Dataset entries about object locations:
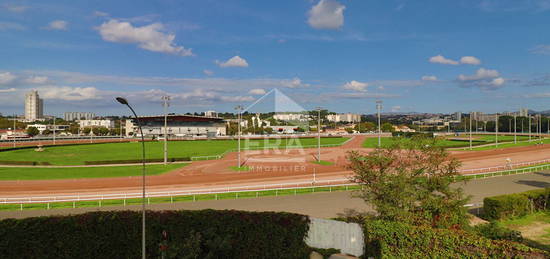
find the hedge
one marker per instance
(135, 161)
(384, 239)
(516, 205)
(190, 234)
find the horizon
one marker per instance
(340, 54)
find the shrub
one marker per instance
(190, 234)
(516, 205)
(385, 239)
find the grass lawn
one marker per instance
(76, 155)
(20, 173)
(535, 228)
(449, 142)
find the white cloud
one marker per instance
(442, 60)
(235, 61)
(293, 83)
(429, 78)
(6, 26)
(327, 14)
(257, 91)
(470, 60)
(57, 25)
(9, 90)
(6, 78)
(356, 86)
(37, 80)
(149, 37)
(541, 49)
(481, 73)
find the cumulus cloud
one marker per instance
(541, 49)
(327, 14)
(293, 83)
(470, 60)
(442, 60)
(487, 79)
(257, 91)
(356, 86)
(429, 78)
(6, 78)
(235, 61)
(59, 25)
(37, 80)
(150, 37)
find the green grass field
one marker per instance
(449, 143)
(22, 173)
(77, 154)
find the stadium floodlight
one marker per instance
(379, 107)
(319, 134)
(125, 102)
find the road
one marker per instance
(323, 205)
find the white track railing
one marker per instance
(236, 190)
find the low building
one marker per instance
(178, 126)
(96, 124)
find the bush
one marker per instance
(516, 205)
(136, 161)
(190, 234)
(385, 239)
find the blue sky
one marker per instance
(422, 56)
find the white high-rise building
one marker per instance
(34, 106)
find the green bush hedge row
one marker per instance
(23, 163)
(135, 161)
(384, 239)
(191, 234)
(516, 205)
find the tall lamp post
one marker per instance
(319, 134)
(239, 116)
(166, 99)
(123, 101)
(378, 108)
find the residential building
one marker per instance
(34, 106)
(72, 116)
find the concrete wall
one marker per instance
(325, 233)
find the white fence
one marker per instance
(295, 186)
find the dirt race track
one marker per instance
(267, 167)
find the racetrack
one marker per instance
(267, 167)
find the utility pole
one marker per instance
(319, 134)
(470, 131)
(166, 99)
(496, 131)
(378, 108)
(239, 112)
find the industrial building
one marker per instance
(177, 126)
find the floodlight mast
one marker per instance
(123, 101)
(379, 107)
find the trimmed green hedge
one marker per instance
(23, 163)
(191, 234)
(384, 239)
(516, 205)
(135, 161)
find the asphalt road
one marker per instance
(322, 205)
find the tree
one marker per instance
(387, 127)
(409, 181)
(32, 131)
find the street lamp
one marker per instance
(239, 115)
(379, 107)
(319, 134)
(123, 101)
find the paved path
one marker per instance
(323, 205)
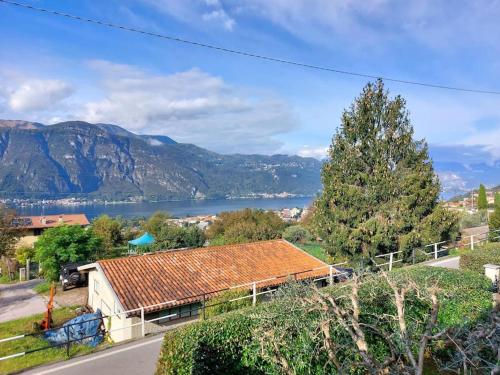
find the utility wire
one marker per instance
(244, 53)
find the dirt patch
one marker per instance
(71, 297)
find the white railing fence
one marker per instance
(138, 317)
(439, 247)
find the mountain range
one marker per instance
(107, 161)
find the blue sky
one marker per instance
(54, 69)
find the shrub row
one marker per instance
(232, 343)
(474, 260)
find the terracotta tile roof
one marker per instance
(48, 221)
(185, 275)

- Set exercise -
Express the entries as a two-column CSV with the columns text and answer, one row per entry, each field quoted and its line breaks turned into spaces. Begin at the line that has "find the asphalt road", include it, continue through the last entry, and leave the pictures out.

- Finished answer -
text,answer
"find the asphalt road one marker per instance","(322, 205)"
"find the tree one marker per instance","(387, 127) (409, 181) (32, 131)"
"find the street lamp one marker per instance","(239, 115) (379, 107) (319, 134) (123, 101)"
"find the paved path one marker per instance","(323, 205)"
"find the utility wire one marker per instance","(244, 53)"
"find the dirt patch one marker per instance","(71, 297)"
"find the white railing fence one marker per instance","(138, 317) (439, 247)"
"find the mountain range one marker per instance","(107, 161)"
"find the blue sky one marker per instance","(54, 69)"
"find the shrub row one marker per instance","(232, 343) (474, 260)"
"find the terracotta tile roof one marker per instance","(48, 221) (185, 275)"